- [Named object pointing entries]:
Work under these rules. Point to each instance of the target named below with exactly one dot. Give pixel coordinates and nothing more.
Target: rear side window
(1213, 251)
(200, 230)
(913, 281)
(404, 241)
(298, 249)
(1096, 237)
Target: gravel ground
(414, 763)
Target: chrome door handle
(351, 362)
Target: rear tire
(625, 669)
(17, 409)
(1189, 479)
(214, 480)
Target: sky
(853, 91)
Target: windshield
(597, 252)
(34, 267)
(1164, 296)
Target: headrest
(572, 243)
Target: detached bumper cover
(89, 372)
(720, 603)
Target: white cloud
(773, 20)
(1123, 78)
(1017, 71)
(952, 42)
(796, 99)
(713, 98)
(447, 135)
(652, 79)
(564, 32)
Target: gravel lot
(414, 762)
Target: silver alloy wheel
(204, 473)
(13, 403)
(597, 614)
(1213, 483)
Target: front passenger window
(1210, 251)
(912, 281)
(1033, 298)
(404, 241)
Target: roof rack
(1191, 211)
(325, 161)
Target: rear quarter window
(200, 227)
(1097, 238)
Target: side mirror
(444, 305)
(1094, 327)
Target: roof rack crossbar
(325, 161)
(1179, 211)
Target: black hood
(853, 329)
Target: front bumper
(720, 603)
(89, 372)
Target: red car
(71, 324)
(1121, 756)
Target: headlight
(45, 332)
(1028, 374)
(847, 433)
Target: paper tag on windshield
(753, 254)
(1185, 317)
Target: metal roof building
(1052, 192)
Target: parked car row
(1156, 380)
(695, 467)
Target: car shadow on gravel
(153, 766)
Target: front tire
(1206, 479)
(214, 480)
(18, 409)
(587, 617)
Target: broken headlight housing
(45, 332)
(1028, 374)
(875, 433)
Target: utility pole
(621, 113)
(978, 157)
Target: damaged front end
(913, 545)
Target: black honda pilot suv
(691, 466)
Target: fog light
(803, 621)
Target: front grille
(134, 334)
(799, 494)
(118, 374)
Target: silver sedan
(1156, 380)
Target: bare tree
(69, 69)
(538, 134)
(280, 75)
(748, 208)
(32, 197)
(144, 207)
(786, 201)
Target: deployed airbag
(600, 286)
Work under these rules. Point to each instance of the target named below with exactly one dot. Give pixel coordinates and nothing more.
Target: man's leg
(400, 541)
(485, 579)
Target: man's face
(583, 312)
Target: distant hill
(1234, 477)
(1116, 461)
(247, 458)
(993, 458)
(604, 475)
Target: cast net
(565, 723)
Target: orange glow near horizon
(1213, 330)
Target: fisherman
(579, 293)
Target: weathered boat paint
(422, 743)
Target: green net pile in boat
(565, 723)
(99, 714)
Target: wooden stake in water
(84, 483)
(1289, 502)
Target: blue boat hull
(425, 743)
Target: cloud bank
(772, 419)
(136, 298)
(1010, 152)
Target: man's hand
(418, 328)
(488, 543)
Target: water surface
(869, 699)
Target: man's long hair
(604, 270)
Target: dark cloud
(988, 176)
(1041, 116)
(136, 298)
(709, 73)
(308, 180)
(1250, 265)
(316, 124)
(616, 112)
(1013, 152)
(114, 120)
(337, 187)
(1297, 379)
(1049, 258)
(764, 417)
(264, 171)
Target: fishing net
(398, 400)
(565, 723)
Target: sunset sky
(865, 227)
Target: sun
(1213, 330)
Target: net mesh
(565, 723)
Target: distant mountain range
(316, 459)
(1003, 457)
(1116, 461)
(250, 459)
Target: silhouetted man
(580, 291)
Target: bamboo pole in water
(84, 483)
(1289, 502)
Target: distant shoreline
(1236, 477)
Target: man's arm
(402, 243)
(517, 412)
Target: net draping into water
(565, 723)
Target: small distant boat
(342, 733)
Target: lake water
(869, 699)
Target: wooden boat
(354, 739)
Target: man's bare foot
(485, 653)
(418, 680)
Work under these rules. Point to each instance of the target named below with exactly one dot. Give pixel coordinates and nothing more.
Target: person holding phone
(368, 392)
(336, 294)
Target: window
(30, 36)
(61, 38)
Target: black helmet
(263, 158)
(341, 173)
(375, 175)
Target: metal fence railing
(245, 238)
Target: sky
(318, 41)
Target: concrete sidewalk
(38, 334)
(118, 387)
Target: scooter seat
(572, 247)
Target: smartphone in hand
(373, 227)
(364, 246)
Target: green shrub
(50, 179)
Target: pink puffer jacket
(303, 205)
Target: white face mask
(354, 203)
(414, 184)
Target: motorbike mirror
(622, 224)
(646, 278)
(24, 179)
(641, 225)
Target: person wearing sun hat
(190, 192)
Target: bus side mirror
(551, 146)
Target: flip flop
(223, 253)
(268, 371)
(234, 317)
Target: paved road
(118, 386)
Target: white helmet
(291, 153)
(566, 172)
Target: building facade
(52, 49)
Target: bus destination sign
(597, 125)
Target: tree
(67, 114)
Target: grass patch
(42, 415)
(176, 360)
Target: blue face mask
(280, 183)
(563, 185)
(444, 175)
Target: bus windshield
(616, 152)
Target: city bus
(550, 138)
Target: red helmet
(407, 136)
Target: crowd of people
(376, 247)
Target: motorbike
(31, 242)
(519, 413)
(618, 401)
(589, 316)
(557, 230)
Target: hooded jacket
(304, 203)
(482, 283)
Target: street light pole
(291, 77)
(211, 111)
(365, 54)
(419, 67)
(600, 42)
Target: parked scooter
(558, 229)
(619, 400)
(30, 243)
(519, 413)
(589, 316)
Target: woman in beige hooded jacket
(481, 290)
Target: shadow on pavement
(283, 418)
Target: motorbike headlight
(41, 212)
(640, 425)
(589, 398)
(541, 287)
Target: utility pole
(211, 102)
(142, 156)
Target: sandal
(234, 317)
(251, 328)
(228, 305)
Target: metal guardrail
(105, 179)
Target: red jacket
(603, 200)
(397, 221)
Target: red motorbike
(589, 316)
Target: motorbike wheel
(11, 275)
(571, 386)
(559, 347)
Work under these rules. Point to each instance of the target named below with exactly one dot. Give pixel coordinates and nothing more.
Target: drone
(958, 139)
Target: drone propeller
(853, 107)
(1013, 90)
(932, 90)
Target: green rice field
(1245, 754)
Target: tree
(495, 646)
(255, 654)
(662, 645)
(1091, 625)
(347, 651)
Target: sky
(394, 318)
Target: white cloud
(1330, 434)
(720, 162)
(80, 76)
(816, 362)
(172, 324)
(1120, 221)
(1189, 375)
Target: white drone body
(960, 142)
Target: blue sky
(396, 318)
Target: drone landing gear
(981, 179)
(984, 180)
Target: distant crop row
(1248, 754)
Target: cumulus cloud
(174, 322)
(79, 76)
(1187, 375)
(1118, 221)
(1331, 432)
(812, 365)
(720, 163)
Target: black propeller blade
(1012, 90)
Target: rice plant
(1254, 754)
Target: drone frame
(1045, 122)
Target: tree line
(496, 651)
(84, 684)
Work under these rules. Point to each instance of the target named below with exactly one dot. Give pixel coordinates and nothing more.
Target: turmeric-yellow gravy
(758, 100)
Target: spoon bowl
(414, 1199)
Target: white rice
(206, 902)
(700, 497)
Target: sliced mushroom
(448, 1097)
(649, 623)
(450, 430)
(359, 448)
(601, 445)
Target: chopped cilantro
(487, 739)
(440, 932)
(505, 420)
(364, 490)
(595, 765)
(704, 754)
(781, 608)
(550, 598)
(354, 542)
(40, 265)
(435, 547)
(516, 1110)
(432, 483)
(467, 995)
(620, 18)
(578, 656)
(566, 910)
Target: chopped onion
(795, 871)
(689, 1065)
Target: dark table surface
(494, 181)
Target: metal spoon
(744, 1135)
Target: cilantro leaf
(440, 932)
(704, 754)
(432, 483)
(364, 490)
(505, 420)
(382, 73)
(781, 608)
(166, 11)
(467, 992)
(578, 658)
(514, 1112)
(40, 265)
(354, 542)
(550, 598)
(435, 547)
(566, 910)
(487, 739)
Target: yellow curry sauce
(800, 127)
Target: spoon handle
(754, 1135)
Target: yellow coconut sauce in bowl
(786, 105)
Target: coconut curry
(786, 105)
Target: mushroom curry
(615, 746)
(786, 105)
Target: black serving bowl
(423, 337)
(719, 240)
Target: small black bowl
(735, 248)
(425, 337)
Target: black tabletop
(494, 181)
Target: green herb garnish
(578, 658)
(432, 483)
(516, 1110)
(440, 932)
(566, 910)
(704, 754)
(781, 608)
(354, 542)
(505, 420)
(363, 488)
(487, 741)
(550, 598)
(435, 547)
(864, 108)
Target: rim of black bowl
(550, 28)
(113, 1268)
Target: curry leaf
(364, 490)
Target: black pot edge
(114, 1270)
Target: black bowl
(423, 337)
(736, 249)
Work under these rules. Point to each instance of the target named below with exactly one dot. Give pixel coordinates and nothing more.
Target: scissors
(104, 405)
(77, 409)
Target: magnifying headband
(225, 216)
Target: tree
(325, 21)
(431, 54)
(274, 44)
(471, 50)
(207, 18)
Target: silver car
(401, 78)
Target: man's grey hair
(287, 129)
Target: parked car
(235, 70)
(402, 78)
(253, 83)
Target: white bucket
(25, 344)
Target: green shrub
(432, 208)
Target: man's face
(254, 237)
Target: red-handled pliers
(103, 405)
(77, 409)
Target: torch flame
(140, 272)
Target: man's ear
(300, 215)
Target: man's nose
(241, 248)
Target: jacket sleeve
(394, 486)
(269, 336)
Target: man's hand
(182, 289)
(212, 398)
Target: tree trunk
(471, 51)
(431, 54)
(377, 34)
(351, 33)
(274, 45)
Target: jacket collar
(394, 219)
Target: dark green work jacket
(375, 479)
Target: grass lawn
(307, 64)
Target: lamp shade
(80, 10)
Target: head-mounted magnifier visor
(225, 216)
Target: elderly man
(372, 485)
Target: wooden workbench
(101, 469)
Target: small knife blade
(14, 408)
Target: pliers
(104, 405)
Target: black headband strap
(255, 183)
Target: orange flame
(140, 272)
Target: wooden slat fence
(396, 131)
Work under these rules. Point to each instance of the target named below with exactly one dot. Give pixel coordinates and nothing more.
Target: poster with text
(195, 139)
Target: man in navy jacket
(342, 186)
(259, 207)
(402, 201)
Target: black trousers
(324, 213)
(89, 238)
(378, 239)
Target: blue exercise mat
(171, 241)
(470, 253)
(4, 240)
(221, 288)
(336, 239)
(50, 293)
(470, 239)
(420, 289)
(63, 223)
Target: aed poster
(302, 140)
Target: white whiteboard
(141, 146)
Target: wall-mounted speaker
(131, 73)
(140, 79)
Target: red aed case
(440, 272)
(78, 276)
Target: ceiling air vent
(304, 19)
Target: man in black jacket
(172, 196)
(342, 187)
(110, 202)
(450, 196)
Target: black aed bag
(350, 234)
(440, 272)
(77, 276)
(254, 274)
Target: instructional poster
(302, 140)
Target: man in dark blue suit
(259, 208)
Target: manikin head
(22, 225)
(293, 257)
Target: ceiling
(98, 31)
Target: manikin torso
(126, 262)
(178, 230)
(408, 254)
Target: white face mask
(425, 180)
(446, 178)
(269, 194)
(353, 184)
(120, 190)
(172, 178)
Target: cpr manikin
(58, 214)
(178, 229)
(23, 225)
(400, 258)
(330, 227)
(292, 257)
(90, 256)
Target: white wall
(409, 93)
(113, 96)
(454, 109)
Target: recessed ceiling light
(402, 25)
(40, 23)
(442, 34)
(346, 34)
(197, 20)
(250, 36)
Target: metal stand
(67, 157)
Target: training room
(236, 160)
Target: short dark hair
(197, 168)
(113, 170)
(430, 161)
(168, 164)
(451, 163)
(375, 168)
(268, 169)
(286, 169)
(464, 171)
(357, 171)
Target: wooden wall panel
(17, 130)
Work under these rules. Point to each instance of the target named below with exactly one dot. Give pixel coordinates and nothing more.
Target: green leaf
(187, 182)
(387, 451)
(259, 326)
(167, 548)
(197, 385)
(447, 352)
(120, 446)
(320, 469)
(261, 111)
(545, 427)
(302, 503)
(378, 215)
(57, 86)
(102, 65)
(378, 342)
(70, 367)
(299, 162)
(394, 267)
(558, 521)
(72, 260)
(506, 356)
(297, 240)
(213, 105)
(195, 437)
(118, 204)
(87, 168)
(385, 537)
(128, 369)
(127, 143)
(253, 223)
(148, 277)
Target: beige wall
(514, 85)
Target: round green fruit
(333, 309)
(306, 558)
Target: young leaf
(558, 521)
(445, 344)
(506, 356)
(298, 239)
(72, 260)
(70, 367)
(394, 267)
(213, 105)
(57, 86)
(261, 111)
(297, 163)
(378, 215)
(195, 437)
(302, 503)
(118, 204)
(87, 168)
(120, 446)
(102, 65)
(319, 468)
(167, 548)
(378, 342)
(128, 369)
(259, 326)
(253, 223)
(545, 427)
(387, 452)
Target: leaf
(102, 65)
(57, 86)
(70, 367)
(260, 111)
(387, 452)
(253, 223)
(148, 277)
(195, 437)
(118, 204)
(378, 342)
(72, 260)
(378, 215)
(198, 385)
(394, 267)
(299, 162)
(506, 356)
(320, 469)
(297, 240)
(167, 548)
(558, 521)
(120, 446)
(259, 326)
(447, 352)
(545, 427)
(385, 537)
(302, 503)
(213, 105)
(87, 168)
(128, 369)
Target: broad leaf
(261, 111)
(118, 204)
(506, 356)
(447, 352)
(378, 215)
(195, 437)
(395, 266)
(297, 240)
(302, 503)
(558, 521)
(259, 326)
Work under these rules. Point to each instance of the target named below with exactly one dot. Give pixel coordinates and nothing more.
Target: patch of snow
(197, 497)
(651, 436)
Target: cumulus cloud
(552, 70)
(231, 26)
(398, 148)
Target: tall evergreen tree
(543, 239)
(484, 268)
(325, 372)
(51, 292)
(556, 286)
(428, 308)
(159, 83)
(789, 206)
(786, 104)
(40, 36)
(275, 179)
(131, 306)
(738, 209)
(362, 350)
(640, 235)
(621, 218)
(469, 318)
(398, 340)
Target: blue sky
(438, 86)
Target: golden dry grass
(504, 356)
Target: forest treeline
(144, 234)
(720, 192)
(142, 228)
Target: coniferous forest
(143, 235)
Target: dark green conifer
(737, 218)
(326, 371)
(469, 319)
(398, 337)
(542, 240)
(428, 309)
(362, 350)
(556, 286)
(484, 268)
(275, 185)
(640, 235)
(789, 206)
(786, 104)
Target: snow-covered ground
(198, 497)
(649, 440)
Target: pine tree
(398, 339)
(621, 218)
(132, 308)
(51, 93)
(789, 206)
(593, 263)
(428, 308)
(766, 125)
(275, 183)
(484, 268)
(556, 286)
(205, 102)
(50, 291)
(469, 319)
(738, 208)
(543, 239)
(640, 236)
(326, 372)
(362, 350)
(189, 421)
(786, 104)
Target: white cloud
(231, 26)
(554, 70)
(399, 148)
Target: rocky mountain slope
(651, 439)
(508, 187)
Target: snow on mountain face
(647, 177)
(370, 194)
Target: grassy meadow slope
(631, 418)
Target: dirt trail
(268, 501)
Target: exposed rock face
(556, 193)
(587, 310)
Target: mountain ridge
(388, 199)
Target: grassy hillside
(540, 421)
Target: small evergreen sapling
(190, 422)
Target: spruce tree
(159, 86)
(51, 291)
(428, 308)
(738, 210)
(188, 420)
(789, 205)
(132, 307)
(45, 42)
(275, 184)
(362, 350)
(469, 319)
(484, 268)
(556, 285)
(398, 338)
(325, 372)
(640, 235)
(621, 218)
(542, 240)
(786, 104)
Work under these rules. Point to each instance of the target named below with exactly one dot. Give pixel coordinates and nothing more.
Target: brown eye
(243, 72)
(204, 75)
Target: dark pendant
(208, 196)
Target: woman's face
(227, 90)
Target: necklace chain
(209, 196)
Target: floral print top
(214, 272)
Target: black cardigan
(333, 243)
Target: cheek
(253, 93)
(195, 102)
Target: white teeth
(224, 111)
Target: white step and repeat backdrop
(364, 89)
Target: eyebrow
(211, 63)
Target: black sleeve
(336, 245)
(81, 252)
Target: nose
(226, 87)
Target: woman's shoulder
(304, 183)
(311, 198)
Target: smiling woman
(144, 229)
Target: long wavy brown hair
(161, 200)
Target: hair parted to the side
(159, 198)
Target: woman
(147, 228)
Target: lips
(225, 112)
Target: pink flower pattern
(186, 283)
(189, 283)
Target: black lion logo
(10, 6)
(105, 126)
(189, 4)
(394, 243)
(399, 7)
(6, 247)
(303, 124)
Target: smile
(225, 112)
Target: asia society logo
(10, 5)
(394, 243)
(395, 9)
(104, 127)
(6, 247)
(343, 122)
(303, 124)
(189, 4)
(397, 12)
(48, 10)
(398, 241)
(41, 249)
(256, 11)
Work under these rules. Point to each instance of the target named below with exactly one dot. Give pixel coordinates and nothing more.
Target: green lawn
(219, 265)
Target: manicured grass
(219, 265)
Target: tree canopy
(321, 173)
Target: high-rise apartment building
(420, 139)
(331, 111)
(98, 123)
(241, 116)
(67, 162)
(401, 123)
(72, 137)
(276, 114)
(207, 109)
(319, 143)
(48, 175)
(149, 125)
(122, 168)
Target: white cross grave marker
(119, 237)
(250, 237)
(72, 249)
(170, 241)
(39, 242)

- [To be done]:
Give back exactly the lines that run from the line with "Target: manicured grass" through the close of the material, counting both ends, and nothing more.

- [Correct response]:
Target: manicured grass
(219, 265)
Target: tree canopy
(321, 173)
Target: high-rise apartment building
(420, 139)
(331, 111)
(98, 123)
(241, 116)
(67, 162)
(401, 123)
(72, 137)
(276, 114)
(207, 109)
(319, 143)
(48, 175)
(149, 125)
(122, 168)
Target: white cross grave marker
(119, 237)
(250, 237)
(72, 249)
(170, 241)
(39, 242)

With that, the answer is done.